Exercise materials.
══════════════════════════════

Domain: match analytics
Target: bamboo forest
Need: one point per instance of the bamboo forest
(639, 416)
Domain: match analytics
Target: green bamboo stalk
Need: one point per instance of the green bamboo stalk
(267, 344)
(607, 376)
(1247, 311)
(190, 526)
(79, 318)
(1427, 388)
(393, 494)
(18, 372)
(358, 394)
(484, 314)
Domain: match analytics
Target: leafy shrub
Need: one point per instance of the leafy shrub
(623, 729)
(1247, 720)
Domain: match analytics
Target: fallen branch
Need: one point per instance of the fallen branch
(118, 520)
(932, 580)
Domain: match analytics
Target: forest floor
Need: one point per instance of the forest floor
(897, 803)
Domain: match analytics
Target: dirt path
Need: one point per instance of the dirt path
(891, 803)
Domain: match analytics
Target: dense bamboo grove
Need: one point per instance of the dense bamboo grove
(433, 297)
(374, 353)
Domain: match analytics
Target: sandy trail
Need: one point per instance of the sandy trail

══════════════════════════════

Job.
Collect every line in the data above that contains the word "leafy". Case counts.

Full answer.
Target: leafy shrub
Need: one point per instance of the leafy shrub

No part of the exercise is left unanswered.